Poco después, la distorsión cobró fuerza propia. Circuló un falso comunicado médico que anunciaba su muerte. Se compartieron videos manipulados de hospitales en el extranjero, presentados como pruebas irrefutables. Las teorías de conspiración se multiplicaron: algunas involucraban a servicios de inteligencia; otras, a sectores dentro de su propio partido.
También comenzaron a circular imágenes y datos personales falsos del presunto atacante y de supuestos cómplices. Incluso se difundieron fotografías de personas completamente inocentes, señaladas como implicadas, lo que desató amenazas reales en su contra. La confusión fue tal que algunos medios de comunicación publicaron capturas de chats falsos que, más tarde, se comprobó que pertenecían a un caso judicial completamente ajeno.
En medio de ese caos, la realidad comenzó a diluirse en un torrente de versiones, especulaciones y montajes. Como si en este país ya nadie pudiera trazar la línea entre la tragedia real y el espectáculo fabricado. Como si la puesta en escena se hubiera vuelto indistinguible de los hechos. Una confusión tan profunda que recuerda aquellas palabras de Hamlet: “La obra es el instrumento / en que atrapará la conciencia del rey.”

-- Tareas del ejercicio --
**1.** Responda con base en el texto sobre la desinformación:
(a) ¿Cómo se presentaron los videos manipulados de hospitales en el extranjero?
(b) ¿Qué publicaron algunos medios de comunicación, según se comprobó más tarde?
(c) ¿De qué obra proceden las palabras citadas al final?
**2.** Cite literalmente el pasaje del texto sobre la desinformación que comienza en "También comenzaron a" y termina en "judicial completamente ajeno.".
**3.** Traduzca al inglés la siguiente oración del texto sobre la desinformación: "En medio de ese caos, la realidad comenzó a diluirse en un torrente de versiones, especulaciones y montajes."

-- Entradas mostradas --
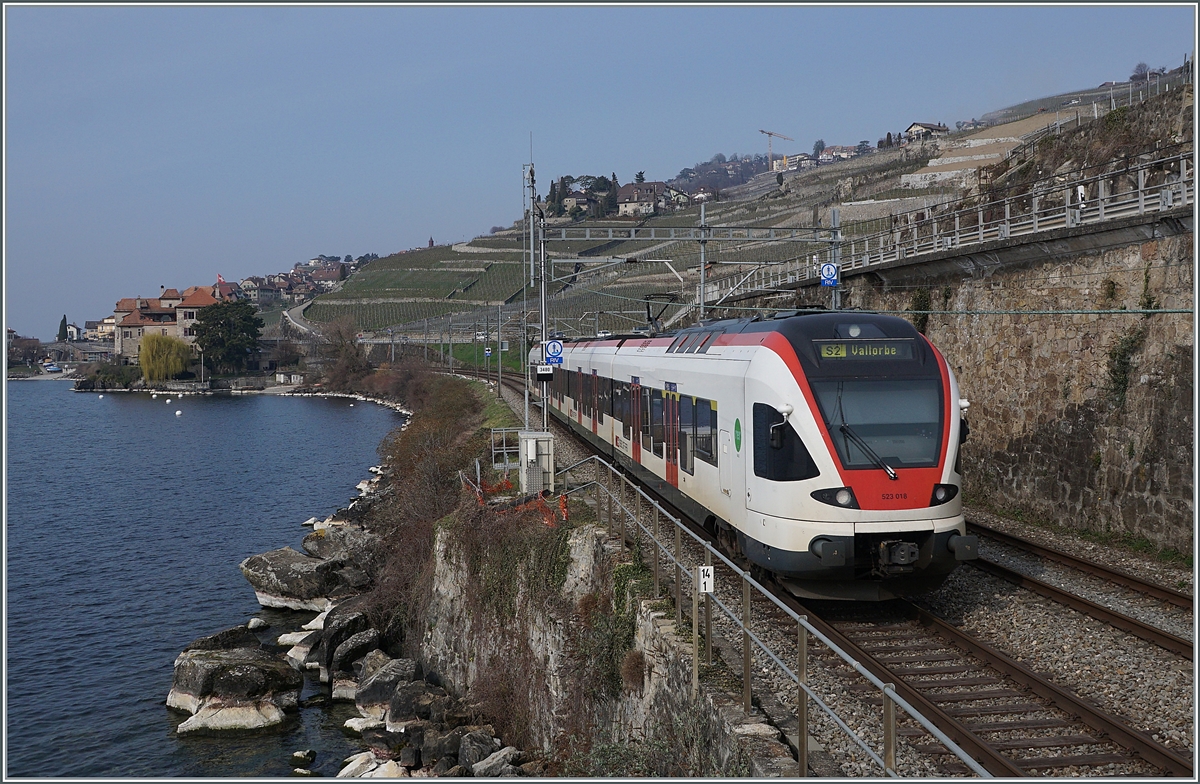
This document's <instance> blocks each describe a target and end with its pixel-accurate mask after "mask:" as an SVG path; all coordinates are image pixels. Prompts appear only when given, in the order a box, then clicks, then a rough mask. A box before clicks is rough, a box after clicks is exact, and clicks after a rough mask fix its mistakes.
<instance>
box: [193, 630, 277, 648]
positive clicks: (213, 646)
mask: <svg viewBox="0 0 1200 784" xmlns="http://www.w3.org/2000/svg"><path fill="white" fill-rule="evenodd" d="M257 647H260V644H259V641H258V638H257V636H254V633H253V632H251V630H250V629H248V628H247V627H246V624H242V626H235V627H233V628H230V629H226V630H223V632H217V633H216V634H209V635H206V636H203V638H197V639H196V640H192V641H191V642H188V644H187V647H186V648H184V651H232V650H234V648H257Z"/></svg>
---
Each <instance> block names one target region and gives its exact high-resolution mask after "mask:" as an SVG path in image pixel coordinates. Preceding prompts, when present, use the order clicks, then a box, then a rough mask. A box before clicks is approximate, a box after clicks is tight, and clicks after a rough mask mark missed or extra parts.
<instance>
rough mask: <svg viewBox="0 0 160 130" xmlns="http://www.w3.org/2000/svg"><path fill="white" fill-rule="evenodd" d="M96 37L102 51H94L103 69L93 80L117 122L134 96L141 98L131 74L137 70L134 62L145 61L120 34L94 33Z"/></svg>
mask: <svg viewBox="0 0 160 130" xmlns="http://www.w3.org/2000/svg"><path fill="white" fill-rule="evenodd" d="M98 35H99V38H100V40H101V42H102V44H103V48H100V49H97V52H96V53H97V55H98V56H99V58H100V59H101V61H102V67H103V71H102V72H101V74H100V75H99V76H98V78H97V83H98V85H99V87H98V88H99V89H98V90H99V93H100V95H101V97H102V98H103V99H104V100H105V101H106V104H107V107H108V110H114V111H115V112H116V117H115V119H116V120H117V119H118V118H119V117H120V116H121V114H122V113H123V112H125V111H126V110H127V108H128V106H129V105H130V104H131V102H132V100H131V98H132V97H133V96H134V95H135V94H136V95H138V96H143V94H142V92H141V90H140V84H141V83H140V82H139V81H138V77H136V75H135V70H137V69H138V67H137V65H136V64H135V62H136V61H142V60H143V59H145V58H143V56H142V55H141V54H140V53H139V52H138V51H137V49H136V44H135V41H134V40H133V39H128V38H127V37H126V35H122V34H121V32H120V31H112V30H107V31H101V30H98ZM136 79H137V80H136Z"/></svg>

-- Soluciones --
**1.**
(a) Como pruebas irrefutables.
(b) Capturas de chats falsos que pertenecían a un caso judicial completamente ajeno.
(c) De Hamlet.

**2.**
También comenzaron a circular imágenes y datos personales falsos del presunto atacante y de supuestos cómplices. Incluso se difundieron fotografías de personas completamente inocentes, señaladas como implicadas, lo que desató amenazas reales en su contra. La confusión fue tal que algunos medios de comunicación publicaron capturas de chats falsos que, más tarde, se comprobó que pertenecían a un caso judicial completamente ajeno.

**3.** Amid that chaos, reality began to dissolve into a torrent of versions, speculations, and fabrications.